* _Stated problem_:
Reproduce the listing below line for line, with no changes, but omit the pictures.

— Start —

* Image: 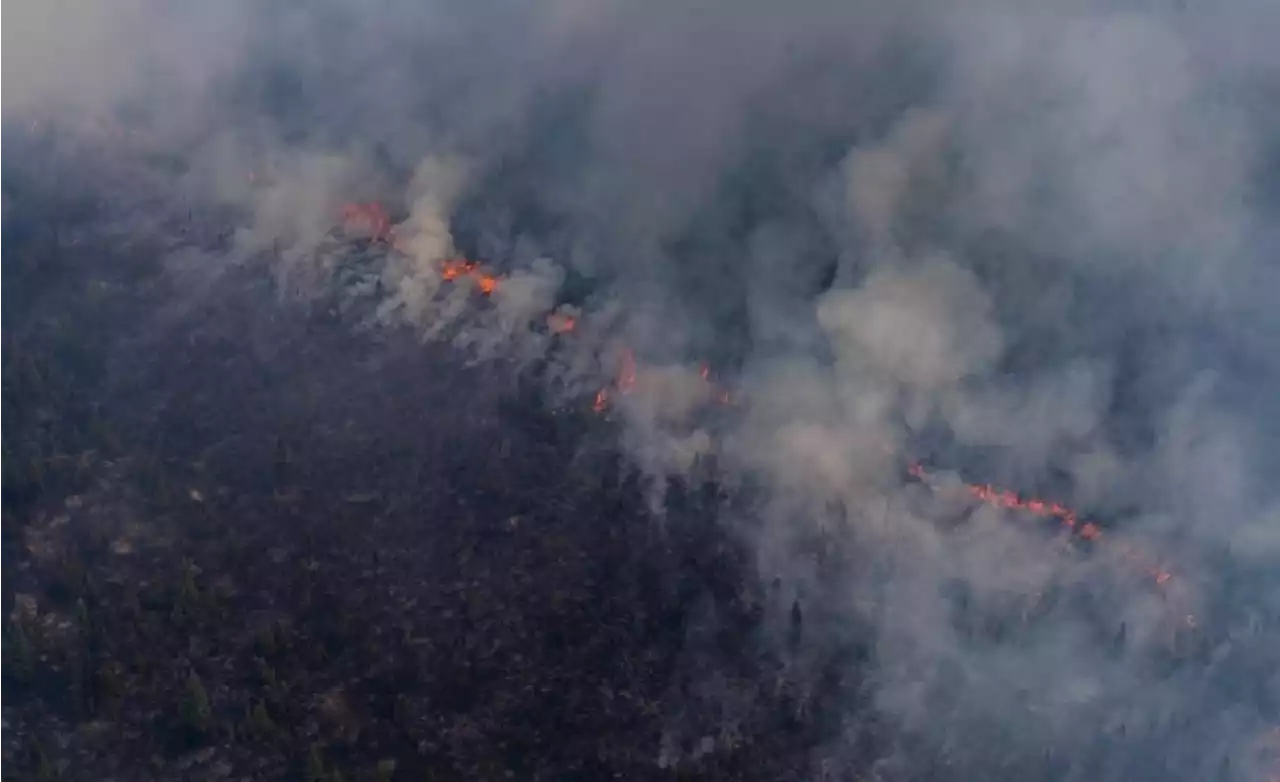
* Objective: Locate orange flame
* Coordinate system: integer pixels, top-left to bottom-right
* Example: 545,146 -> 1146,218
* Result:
440,260 -> 498,296
342,201 -> 392,242
906,463 -> 1172,591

— End —

* _Answer to the exercise_:
* Image: 
* Objective: Locate orange flame
* Coordinate system: integer pixels, top-left to bottom-right
* Example: 545,146 -> 1146,218
* Result:
440,260 -> 498,296
342,201 -> 392,242
906,463 -> 1172,591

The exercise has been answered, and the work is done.